PASSAGE:
⁂

The different varieties are good for different purposes. Check out the chart below for details.

Some fruits, such as bananas or berries, become overripe and unappealing in a few short days. Sometimes we end of throwing them out before we get a chance to eat them. Apples have staying power. Refrigerating apples will slow the ripening process. Apples ripen about six to eight times faster at room temperature than in the refrigerator. Some varieties can stay months in the refrigerator, although they taste the best if eaten within 6 to 8 weeks. If you don’t feel like one today, it will be there tomorrow. Not a bad deal all around.

The choices abound. Apple varieties are generally divided into two categories: cooking and eating, although many fit into both categories

With a myriad of varieties to choose from, apples can be featured in everything from appetizer salads through sweet and savory main courses to aromatic, delectable desserts.

One two-and-a-half inch apple has only 81 calories and 17 grams of carbohydrate once you subtract the 4 grams of fiber.

Variety Eating Pies Sauce
Rome  F E G
Fuji E G G
Cortland G E G
Red Delicious E P P
Granny Smith G P P
Gala E G G
McIntosh G G G

E= excellent, G=good, F=fair P=poor

(See this chart, and get more apple information here!)

Try the recipe below and make today an apple adventure.

Pork with apples and cherries
Cals: 347 Carb: 25 gms, Fat: 16 gms, Sodium 324 mg


cooking spray
1 teaspoon dried sage
½ teaspoon salt
¼ teaspoon pepper
4 pork tenderloin chops
2 teaspoons vegetable oil
1 teaspoon butter
2 Cortland or Baldwin apples, peeled cored and thickly sliced
½ cup of dried cherries
1 tablespoon brown sugar
1 teaspoon cinnamon
½ cup apple cider
2 tablespoon apple cider vinegar

– Preheat oven to 425 degrees. Spray a shallow roasting pan with cooking spray. Dredge pork in first 3 ingredients and place in the pan

– Surround pork with apple slices

– Add apple cider and vinegar

– Mix together sage brown sugar and cinnamon and sprinkle over pork and apple

– Roast for 30-40 minutes basting halfway through until thermometer reads 1550degrees.
What’s your favorite way to eat apples? How does your blood glucose react to apples?

6 Responses to Apples: Good Fall Food for People With Diabetes

  1. Lisa says:

    Wow, it really goes to show that old saying “An apple a day keeps the doctor away” is pretty truthful. It seems apples are good for almost all health conditions. Thanks for the great recipe.

⁂

SUPPLIED MATERIAL:
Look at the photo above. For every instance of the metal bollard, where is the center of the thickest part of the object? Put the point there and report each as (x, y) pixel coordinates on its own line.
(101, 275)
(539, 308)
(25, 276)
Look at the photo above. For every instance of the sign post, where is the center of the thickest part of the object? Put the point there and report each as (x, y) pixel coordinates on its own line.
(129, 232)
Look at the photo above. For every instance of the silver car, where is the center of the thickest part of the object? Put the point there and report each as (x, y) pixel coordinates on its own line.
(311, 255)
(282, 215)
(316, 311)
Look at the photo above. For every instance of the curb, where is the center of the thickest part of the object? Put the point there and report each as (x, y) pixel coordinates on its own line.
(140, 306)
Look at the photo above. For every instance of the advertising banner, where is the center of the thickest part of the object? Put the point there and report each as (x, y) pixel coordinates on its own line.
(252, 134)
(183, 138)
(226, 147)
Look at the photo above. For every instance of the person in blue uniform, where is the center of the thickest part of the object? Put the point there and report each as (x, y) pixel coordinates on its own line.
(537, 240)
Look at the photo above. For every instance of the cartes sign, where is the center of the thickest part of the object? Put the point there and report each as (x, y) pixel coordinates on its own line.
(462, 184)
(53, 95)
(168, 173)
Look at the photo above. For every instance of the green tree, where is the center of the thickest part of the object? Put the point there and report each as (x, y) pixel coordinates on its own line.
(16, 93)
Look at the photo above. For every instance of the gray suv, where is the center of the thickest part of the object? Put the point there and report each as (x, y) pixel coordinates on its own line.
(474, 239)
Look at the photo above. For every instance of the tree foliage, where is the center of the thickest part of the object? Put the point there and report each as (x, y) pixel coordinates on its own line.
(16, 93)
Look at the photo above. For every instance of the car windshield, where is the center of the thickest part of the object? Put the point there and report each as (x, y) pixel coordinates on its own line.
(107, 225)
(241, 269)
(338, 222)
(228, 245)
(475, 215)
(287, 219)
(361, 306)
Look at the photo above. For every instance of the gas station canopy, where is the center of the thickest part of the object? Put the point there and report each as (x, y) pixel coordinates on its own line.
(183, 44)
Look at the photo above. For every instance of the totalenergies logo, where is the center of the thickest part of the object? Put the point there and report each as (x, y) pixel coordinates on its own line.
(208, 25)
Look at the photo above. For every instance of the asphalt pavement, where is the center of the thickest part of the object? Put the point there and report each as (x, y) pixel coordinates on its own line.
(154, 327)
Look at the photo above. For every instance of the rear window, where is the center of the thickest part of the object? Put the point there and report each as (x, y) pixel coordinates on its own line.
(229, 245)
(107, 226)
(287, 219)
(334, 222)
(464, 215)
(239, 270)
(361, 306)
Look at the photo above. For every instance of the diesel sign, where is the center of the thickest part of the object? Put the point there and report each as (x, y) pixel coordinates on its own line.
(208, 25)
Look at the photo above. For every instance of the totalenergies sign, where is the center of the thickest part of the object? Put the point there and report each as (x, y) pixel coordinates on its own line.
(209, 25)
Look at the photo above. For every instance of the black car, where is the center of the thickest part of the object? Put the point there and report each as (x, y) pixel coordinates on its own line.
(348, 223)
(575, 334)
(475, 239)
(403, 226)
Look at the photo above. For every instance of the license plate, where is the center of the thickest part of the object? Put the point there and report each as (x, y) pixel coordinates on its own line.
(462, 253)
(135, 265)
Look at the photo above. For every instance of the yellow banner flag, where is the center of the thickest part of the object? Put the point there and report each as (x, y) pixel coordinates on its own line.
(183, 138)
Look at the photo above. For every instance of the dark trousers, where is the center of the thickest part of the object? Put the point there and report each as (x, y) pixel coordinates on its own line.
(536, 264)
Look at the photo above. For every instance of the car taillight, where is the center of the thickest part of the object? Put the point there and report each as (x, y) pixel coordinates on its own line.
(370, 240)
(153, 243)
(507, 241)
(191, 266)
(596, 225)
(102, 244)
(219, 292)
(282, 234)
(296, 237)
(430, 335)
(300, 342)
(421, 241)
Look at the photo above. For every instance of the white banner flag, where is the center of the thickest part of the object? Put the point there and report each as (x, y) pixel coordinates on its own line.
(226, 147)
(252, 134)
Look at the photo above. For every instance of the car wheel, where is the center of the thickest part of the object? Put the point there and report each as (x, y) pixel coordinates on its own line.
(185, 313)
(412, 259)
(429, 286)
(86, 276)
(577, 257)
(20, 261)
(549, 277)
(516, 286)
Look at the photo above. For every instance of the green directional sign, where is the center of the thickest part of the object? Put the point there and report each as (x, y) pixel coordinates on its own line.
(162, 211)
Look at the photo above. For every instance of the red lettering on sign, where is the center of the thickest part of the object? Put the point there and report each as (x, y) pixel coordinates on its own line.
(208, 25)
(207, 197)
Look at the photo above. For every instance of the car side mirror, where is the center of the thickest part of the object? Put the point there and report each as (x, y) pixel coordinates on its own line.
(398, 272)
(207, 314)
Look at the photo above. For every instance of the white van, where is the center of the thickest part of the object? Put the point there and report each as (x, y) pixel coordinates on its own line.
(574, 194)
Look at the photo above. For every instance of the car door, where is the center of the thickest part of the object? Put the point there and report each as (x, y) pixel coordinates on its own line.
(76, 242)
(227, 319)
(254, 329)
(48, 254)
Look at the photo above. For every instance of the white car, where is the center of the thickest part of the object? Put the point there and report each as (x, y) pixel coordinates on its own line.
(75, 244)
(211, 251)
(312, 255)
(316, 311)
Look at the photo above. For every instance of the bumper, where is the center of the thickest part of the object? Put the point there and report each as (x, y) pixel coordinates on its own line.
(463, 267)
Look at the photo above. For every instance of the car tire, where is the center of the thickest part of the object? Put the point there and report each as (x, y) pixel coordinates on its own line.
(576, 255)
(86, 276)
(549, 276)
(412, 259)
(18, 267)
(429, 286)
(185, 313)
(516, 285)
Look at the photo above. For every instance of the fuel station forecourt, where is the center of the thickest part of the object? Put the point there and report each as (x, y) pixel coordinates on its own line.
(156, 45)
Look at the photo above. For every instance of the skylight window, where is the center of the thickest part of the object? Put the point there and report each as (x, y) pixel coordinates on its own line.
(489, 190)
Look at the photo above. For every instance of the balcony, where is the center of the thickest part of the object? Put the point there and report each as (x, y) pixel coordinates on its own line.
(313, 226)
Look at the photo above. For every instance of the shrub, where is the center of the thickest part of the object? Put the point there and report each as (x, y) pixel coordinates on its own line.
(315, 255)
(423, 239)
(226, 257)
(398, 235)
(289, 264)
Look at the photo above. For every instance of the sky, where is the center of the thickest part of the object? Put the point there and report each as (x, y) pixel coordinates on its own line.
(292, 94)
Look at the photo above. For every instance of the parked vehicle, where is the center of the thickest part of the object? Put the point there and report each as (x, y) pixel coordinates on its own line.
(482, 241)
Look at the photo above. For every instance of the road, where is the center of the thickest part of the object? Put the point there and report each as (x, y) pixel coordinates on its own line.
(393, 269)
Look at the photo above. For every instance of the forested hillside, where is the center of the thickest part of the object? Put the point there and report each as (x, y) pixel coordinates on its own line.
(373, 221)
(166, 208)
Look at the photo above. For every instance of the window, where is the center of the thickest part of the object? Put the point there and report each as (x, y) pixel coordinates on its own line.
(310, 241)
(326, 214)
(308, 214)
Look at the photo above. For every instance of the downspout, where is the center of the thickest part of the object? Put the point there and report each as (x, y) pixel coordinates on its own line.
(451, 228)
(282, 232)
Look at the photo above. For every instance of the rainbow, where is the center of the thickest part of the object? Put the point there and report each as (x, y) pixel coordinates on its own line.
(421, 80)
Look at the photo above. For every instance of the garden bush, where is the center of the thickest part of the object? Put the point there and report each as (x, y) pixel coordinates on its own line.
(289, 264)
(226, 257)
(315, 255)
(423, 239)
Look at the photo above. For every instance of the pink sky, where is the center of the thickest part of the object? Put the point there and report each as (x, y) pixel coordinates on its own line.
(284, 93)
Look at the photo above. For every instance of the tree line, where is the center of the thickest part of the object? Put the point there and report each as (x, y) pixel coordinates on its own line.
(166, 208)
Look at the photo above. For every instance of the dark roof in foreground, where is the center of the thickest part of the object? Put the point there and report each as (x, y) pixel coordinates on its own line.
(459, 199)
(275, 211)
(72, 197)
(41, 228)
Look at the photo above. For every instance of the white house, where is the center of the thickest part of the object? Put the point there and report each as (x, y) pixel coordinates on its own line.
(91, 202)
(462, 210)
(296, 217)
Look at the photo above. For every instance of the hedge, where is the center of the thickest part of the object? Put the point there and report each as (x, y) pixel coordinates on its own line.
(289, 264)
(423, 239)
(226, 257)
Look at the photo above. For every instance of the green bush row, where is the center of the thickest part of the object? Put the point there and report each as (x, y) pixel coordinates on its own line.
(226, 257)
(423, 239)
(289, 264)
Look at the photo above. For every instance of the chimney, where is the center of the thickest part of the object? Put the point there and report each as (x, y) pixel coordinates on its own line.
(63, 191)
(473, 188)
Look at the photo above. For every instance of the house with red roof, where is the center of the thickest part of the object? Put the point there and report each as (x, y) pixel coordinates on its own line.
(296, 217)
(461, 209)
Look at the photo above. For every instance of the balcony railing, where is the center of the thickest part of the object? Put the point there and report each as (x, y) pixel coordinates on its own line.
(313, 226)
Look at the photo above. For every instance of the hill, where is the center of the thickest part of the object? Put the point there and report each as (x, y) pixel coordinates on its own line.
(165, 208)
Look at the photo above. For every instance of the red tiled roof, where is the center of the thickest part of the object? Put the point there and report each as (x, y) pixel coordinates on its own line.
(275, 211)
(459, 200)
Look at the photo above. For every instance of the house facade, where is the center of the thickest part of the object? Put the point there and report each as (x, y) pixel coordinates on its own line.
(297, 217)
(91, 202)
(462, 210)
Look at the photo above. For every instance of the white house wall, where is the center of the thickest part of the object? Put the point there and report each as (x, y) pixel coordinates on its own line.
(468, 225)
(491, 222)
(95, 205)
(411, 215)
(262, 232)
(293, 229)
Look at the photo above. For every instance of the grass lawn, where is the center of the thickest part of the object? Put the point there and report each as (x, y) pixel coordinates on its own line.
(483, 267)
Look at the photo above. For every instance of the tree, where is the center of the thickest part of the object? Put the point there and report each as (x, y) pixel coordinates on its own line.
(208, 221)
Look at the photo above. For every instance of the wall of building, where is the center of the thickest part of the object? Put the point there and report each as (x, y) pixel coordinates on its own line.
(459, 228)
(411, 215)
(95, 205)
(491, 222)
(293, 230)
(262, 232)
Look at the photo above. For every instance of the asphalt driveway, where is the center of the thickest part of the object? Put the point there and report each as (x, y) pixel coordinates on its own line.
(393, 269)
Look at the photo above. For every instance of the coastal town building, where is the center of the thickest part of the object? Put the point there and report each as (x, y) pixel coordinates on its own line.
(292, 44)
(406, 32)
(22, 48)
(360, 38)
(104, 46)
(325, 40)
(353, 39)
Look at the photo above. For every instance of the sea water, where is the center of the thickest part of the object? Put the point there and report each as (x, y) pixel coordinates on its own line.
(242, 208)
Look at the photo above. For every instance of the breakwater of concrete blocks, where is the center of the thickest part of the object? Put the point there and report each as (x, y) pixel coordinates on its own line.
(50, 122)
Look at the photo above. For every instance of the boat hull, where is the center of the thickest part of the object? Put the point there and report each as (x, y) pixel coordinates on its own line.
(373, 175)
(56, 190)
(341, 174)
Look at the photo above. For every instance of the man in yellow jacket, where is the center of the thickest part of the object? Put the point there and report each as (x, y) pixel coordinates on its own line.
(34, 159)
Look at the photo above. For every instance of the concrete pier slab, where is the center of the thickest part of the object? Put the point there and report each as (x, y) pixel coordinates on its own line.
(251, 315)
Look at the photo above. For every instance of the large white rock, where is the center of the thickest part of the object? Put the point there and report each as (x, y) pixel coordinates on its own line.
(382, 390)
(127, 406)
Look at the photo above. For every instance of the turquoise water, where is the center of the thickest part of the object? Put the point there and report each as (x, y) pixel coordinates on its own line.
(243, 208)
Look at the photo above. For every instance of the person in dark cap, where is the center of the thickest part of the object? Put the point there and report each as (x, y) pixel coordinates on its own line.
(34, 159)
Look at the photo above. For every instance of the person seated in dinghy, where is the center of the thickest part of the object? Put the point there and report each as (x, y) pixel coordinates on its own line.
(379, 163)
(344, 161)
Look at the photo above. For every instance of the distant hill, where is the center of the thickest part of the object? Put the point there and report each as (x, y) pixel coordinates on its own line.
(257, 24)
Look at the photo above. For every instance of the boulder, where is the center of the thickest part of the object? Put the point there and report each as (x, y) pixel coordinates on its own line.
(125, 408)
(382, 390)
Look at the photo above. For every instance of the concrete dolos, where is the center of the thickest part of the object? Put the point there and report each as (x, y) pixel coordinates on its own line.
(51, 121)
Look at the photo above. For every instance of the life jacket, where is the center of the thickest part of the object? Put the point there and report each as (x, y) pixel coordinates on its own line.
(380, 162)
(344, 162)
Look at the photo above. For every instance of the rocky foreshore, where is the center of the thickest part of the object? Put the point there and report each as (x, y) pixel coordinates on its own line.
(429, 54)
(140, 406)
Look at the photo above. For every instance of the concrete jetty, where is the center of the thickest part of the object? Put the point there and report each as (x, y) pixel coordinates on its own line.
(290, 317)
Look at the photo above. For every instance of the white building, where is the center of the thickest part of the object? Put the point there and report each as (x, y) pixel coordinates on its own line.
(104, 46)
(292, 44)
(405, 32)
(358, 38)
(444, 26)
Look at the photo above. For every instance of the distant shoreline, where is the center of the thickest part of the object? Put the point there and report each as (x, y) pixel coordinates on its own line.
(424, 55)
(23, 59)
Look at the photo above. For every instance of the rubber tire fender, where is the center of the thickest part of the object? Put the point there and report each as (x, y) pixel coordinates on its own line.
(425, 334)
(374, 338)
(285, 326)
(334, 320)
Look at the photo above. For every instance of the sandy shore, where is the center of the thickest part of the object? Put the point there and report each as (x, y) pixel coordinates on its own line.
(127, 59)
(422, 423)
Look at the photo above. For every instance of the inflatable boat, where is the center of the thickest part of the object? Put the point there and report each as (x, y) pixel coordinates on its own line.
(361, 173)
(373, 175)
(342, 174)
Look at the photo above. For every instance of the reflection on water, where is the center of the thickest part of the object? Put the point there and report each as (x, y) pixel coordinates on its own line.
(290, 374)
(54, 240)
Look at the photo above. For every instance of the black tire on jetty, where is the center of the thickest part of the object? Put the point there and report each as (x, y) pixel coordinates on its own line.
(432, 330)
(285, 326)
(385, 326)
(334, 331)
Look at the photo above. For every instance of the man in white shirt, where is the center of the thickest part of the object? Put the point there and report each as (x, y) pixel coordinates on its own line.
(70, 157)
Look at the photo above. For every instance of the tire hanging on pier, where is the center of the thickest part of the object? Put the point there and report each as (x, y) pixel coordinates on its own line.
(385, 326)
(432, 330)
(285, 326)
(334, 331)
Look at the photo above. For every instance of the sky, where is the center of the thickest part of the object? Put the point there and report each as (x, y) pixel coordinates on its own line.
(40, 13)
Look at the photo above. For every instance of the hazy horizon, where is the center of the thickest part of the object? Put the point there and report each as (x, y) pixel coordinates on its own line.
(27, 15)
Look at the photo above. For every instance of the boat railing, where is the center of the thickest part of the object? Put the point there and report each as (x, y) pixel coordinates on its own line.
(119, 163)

⁂

REQUIREMENT A: According to the apple passage, how much faster do apples ripen at room temperature than in the refrigerator?
REQUIREMENT B: Extend the apple passage, picking up right after its last sentence.

EXPECTED OUTPUT A: About six to eight times faster.

EXPECTED OUTPUT B:
  2. D V Srikanth says:

    People have always been aware about the health benefits of an apple, as is evident by the age-old saying “An apple a day keeps the doctor away.” But it is only since the relatively recent past that the knowledge on the specific benefits this fruit provides to diabetics started being available. And, through means of this wonderful post of yours, you are making sure that more and more people battling the ailment (diabetes) get to know as to how healthy apple is. Well done!

    An Internet-based network for diabetics:

  3. Pam says:

    This is great news for me. While I struggle with type2 , and I love fruit, it is nice to see I can cont. to eat my apples and be sfe. They donot bother my sugar…and I am happy to see I can still u se them in recipes. Thank you for the great recipe up above…apple cider vinegar is also good for us.

  4. B says:

    Apples are still a very high carb snack, as opposed to nuts or cheese. And I don’t think recipes that add sugar to foods (and this one adds a lot of sugar), are helpful to people who have a sugar problem.

  5. Katie says:

    I love apples! I have a recipe for apple butter and I cannot wait to try it! This recipe came from Eating Well and has no sugar added.

  6. Fat Albert thin says:

    Hey Hey Hey. SOMEBODY’S Full of hooey here! Red apples are chalk full of SUGAR!!! If you have diabetes, your body can’t PROCESS sugar!!! Telling folks to eat red apples to combat their diabetes is pretty much the same as telling them that cooking oil works as good as WATER when it comes to extinguishing fires!!!! That’s STUPID! It is an act of “irresponsibility” to go around telling folks that red apples are good for blood sugar regulation!!! ~ Albert.
    P.S. I haven’t spoken to Bill in years.